## WHAT THE EXERCISE ASKS
Apart from the pictures, write out all the records exactly.

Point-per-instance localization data
+ + + + + + +
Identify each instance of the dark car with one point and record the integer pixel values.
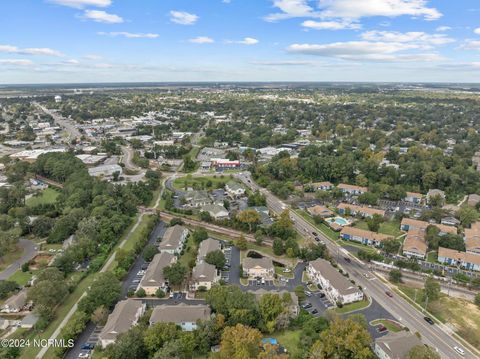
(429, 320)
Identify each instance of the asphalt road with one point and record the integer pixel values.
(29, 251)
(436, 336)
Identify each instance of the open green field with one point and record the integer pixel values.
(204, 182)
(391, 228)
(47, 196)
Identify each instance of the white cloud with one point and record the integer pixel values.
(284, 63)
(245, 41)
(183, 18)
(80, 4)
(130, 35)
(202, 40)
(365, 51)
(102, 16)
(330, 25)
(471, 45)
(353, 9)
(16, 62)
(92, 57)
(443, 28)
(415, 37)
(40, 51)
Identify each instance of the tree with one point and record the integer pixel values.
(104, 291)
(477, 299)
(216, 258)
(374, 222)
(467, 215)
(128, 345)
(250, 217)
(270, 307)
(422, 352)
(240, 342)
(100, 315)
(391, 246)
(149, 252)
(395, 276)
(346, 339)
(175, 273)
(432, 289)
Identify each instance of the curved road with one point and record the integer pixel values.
+ + + + + + +
## EXPECTED OUTPUT
Identify each instance of the dark car with one point and record the integer pixel values.
(429, 320)
Identify each instance of the asphalt road with one point and record the integer pixel values.
(29, 251)
(436, 336)
Identify each instance of the open green field with one point and record the integer pixel values.
(204, 182)
(391, 228)
(47, 196)
Identify each instance of the white cloud with one point and record the integer pixel values.
(284, 63)
(245, 41)
(183, 18)
(80, 4)
(130, 35)
(202, 40)
(365, 51)
(102, 16)
(330, 25)
(471, 45)
(353, 9)
(16, 62)
(92, 57)
(443, 28)
(415, 37)
(40, 51)
Identify each instance of the tree with one point and record the integer pixel values.
(104, 291)
(477, 299)
(216, 258)
(374, 222)
(467, 215)
(128, 345)
(250, 217)
(270, 307)
(422, 352)
(240, 342)
(100, 315)
(391, 246)
(149, 252)
(395, 276)
(346, 339)
(175, 273)
(432, 289)
Identify each instance of the curved road with one point and record the integer pixel values.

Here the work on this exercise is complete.